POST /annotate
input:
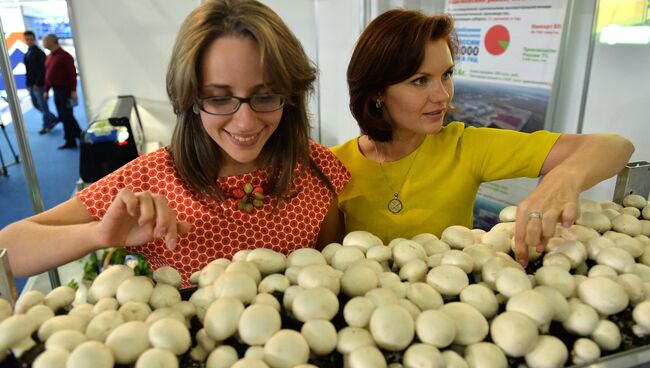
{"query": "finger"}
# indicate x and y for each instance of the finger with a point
(172, 234)
(129, 200)
(521, 250)
(533, 232)
(570, 214)
(184, 227)
(164, 218)
(147, 208)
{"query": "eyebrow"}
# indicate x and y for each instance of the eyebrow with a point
(429, 74)
(226, 86)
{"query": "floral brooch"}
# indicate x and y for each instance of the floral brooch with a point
(249, 198)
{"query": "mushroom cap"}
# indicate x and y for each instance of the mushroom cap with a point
(167, 275)
(447, 280)
(423, 355)
(321, 336)
(91, 354)
(485, 354)
(156, 357)
(471, 326)
(286, 348)
(222, 318)
(436, 328)
(170, 334)
(607, 335)
(514, 332)
(127, 341)
(392, 327)
(549, 351)
(258, 323)
(603, 294)
(534, 305)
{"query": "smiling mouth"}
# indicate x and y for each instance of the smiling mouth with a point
(243, 140)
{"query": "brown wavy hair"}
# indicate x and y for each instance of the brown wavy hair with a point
(196, 155)
(389, 51)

EXERCISE DIRECTIONS: Which of the lines above hold the word "query"? Copy each one.

TASK SOLUTION:
{"query": "finger"}
{"query": "eyebrow"}
{"query": "floral brooch"}
{"query": "mushroom cap"}
{"query": "smiling mouth"}
{"query": "brown wavy hair"}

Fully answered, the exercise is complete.